Request>
Copy the records below word for word, from the line containing "the boy's straw" through the end of the records, both ends included.

Rows>
(begin)

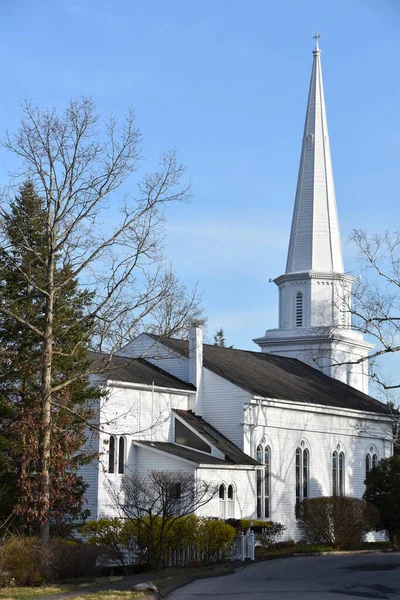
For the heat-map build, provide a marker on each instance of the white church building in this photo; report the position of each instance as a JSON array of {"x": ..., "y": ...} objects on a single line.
[{"x": 270, "y": 427}]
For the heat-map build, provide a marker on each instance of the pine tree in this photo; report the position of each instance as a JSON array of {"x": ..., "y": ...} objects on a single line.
[
  {"x": 23, "y": 257},
  {"x": 219, "y": 339}
]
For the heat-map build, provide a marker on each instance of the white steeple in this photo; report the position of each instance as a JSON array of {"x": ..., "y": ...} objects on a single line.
[
  {"x": 314, "y": 239},
  {"x": 314, "y": 292}
]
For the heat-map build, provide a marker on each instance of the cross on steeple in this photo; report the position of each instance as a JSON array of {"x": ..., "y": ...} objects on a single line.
[{"x": 316, "y": 38}]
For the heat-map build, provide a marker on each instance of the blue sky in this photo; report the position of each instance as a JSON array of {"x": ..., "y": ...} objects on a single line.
[{"x": 225, "y": 83}]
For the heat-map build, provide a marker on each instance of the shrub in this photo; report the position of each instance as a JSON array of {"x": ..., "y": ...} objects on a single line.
[
  {"x": 214, "y": 539},
  {"x": 336, "y": 521},
  {"x": 246, "y": 524},
  {"x": 27, "y": 561},
  {"x": 383, "y": 491},
  {"x": 22, "y": 561},
  {"x": 114, "y": 535},
  {"x": 70, "y": 560},
  {"x": 271, "y": 535}
]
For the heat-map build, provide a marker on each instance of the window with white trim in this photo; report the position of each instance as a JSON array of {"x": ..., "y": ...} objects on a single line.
[
  {"x": 222, "y": 497},
  {"x": 263, "y": 456},
  {"x": 302, "y": 473},
  {"x": 338, "y": 473},
  {"x": 371, "y": 459},
  {"x": 111, "y": 454},
  {"x": 121, "y": 455},
  {"x": 231, "y": 502},
  {"x": 299, "y": 309},
  {"x": 116, "y": 454}
]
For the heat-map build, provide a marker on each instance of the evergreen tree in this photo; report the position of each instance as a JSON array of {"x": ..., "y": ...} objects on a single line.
[
  {"x": 23, "y": 260},
  {"x": 219, "y": 339}
]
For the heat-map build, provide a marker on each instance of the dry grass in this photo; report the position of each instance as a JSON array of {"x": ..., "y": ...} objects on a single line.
[
  {"x": 113, "y": 595},
  {"x": 24, "y": 593},
  {"x": 29, "y": 593}
]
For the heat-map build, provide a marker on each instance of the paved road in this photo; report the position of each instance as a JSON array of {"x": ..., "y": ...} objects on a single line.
[{"x": 304, "y": 578}]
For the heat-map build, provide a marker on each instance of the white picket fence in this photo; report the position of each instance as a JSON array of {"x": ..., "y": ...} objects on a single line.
[{"x": 242, "y": 549}]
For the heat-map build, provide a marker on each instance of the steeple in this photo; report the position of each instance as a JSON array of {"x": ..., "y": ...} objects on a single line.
[
  {"x": 315, "y": 240},
  {"x": 314, "y": 292}
]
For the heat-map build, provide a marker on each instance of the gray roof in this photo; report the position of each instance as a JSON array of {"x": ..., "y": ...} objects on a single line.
[
  {"x": 271, "y": 376},
  {"x": 232, "y": 453},
  {"x": 136, "y": 370},
  {"x": 182, "y": 452}
]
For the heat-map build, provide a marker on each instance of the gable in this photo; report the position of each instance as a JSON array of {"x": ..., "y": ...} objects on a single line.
[
  {"x": 157, "y": 353},
  {"x": 279, "y": 377}
]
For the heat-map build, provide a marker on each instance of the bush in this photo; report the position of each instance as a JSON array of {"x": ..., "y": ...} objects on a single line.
[
  {"x": 213, "y": 539},
  {"x": 336, "y": 521},
  {"x": 21, "y": 561},
  {"x": 71, "y": 560},
  {"x": 272, "y": 534},
  {"x": 268, "y": 533},
  {"x": 156, "y": 541},
  {"x": 114, "y": 536},
  {"x": 383, "y": 491},
  {"x": 27, "y": 561}
]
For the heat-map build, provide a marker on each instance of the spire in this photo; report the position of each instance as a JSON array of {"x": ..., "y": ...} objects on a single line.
[{"x": 315, "y": 239}]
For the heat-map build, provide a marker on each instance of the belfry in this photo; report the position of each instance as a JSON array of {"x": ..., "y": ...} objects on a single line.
[{"x": 314, "y": 291}]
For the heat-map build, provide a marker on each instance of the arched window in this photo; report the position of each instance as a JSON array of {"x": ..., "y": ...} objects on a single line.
[
  {"x": 121, "y": 455},
  {"x": 302, "y": 473},
  {"x": 367, "y": 463},
  {"x": 334, "y": 473},
  {"x": 338, "y": 473},
  {"x": 371, "y": 459},
  {"x": 263, "y": 456},
  {"x": 341, "y": 473},
  {"x": 222, "y": 495},
  {"x": 111, "y": 454},
  {"x": 116, "y": 454},
  {"x": 299, "y": 309},
  {"x": 231, "y": 502}
]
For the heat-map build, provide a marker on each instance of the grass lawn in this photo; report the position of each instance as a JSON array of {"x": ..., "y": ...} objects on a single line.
[{"x": 24, "y": 593}]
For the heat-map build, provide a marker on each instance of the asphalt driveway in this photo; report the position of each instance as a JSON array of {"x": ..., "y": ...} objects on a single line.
[{"x": 304, "y": 578}]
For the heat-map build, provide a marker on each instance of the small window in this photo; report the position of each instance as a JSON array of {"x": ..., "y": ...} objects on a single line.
[
  {"x": 371, "y": 460},
  {"x": 310, "y": 141},
  {"x": 302, "y": 467},
  {"x": 367, "y": 463},
  {"x": 111, "y": 454},
  {"x": 121, "y": 455},
  {"x": 338, "y": 473},
  {"x": 341, "y": 474},
  {"x": 186, "y": 437},
  {"x": 299, "y": 309},
  {"x": 222, "y": 513},
  {"x": 334, "y": 473},
  {"x": 175, "y": 491},
  {"x": 263, "y": 482},
  {"x": 231, "y": 502}
]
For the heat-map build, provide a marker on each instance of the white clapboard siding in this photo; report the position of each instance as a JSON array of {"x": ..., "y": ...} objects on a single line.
[
  {"x": 243, "y": 481},
  {"x": 144, "y": 346},
  {"x": 223, "y": 405},
  {"x": 284, "y": 430}
]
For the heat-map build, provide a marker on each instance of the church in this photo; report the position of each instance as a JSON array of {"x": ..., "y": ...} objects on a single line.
[{"x": 288, "y": 421}]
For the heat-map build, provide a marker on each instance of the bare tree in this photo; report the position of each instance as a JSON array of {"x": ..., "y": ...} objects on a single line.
[
  {"x": 375, "y": 307},
  {"x": 155, "y": 501},
  {"x": 110, "y": 243}
]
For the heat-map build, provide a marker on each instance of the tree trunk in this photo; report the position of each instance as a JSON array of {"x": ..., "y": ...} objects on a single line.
[{"x": 45, "y": 440}]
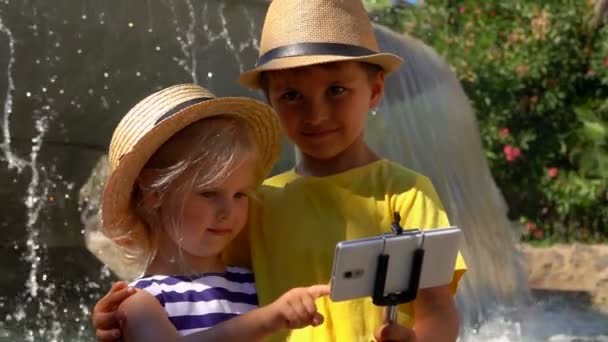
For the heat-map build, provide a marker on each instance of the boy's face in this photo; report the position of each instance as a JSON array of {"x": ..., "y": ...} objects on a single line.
[{"x": 323, "y": 108}]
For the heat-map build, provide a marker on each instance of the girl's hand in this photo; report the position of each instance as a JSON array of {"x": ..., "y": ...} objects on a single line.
[
  {"x": 107, "y": 320},
  {"x": 296, "y": 309},
  {"x": 395, "y": 333}
]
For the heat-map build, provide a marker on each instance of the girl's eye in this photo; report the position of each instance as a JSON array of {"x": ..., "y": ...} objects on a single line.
[
  {"x": 208, "y": 194},
  {"x": 336, "y": 90},
  {"x": 291, "y": 96},
  {"x": 240, "y": 195}
]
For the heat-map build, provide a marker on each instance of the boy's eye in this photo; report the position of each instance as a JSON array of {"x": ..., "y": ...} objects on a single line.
[
  {"x": 291, "y": 95},
  {"x": 336, "y": 90},
  {"x": 240, "y": 195},
  {"x": 208, "y": 194}
]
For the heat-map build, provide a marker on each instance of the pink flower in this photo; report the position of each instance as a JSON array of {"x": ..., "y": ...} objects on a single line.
[
  {"x": 503, "y": 133},
  {"x": 511, "y": 153},
  {"x": 552, "y": 172},
  {"x": 530, "y": 226},
  {"x": 516, "y": 152}
]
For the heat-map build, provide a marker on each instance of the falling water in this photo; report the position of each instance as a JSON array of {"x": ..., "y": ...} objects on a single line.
[
  {"x": 433, "y": 130},
  {"x": 71, "y": 71}
]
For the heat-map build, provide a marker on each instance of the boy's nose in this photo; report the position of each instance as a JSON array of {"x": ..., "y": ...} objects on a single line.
[{"x": 318, "y": 112}]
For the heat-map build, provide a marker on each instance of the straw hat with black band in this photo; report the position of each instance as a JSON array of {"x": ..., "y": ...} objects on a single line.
[
  {"x": 152, "y": 122},
  {"x": 299, "y": 33}
]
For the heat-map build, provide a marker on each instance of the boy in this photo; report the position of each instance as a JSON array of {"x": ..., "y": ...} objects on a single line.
[{"x": 320, "y": 69}]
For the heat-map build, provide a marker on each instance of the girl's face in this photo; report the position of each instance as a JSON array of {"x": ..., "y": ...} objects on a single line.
[{"x": 213, "y": 216}]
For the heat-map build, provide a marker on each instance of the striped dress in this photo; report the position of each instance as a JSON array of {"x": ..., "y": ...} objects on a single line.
[{"x": 197, "y": 302}]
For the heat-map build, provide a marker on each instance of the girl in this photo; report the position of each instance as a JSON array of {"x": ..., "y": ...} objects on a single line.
[{"x": 184, "y": 166}]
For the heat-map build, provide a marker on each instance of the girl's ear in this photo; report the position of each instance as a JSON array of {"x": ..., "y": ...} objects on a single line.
[
  {"x": 377, "y": 85},
  {"x": 151, "y": 199}
]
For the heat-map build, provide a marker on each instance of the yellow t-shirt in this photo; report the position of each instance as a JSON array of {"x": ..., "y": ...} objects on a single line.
[{"x": 293, "y": 235}]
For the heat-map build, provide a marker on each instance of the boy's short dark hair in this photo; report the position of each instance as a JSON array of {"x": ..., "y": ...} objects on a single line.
[{"x": 371, "y": 69}]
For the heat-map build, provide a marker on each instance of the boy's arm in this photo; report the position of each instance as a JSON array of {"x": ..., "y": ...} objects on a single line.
[{"x": 436, "y": 315}]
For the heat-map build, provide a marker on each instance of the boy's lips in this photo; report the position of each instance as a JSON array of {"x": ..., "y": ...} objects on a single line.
[
  {"x": 318, "y": 132},
  {"x": 219, "y": 231}
]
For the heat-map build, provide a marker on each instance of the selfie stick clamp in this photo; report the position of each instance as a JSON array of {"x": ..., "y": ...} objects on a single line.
[{"x": 391, "y": 300}]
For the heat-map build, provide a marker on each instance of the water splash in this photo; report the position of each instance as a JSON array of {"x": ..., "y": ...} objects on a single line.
[
  {"x": 187, "y": 40},
  {"x": 427, "y": 124},
  {"x": 14, "y": 162}
]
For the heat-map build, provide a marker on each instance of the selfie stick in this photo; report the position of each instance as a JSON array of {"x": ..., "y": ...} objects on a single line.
[{"x": 393, "y": 299}]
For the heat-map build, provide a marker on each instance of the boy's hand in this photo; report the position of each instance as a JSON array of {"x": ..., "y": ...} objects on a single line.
[
  {"x": 107, "y": 320},
  {"x": 395, "y": 333},
  {"x": 296, "y": 308}
]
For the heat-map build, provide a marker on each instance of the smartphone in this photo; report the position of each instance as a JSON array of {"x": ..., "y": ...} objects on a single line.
[{"x": 355, "y": 261}]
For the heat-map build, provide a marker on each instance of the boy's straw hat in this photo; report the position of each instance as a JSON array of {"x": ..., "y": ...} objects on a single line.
[
  {"x": 299, "y": 33},
  {"x": 153, "y": 121}
]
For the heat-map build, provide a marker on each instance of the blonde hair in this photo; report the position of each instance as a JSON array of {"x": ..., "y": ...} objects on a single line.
[{"x": 197, "y": 157}]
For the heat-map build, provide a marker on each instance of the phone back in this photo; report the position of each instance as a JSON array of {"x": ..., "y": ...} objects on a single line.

(end)

Exercise output>
For the heat-map build, provide a marker on each instance of the boy's straw hat in this photo; report the position of each instance as a JSON array of {"x": ..., "y": ...} objects on a single line.
[
  {"x": 299, "y": 33},
  {"x": 153, "y": 121}
]
For the heat-map build, provide a marker on each instance of the blonde hair in this photo; report the position of each instance as a JSON array of {"x": ..., "y": ...} objects on a single line.
[{"x": 197, "y": 157}]
For the heat-map build, provide a marker on each instance of the phone back in this photo; report the position of each instance as a JSON array of {"x": ..., "y": ...} objects on a single line.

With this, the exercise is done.